Data for the task:
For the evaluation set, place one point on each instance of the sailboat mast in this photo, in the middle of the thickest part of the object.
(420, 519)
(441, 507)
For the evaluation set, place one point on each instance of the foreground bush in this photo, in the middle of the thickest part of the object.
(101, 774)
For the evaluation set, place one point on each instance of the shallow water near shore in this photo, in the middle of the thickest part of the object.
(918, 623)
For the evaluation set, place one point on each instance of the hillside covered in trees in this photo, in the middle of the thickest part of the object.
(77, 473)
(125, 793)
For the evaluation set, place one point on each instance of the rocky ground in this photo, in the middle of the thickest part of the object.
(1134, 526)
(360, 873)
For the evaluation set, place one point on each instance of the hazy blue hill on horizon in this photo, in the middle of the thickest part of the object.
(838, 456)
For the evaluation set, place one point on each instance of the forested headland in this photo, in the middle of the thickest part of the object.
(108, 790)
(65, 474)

What you are asked to do: Copy out all the entries above again, swapping "thickest part" for "widest part" wherever it occurs. Leave everything else unchanged.

Response to the exercise:
For the evaluation set, place one point on each instance of the sailboat mast in this photo, in the middle of the widest part of the object.
(420, 519)
(441, 507)
For the evaluation set, place one point on each instance of the foreground bush in this photo, in the middle of the widest part of the object.
(101, 774)
For the evaluation set, place one point on each instance of the shallow water near shore in this photo, in the middle of the widest part of the object.
(918, 623)
For the evaluation set, place one point on each instance of the hillside covered in trees in this photo, in the middle of the widest part of the object.
(77, 473)
(125, 793)
For the evaluation set, place one point on each instance of the rocky ground in this photo, in the middle of the widest part of the object.
(1134, 526)
(360, 873)
For the evaluation set, place one point on each instance of the hazy blue hill on horizon in this photo, in the middle of the widest part of the object.
(838, 456)
For the evaluation set, place one point on each instance of the forested headland in this photo, in the middle of the widest part of the object.
(108, 790)
(65, 474)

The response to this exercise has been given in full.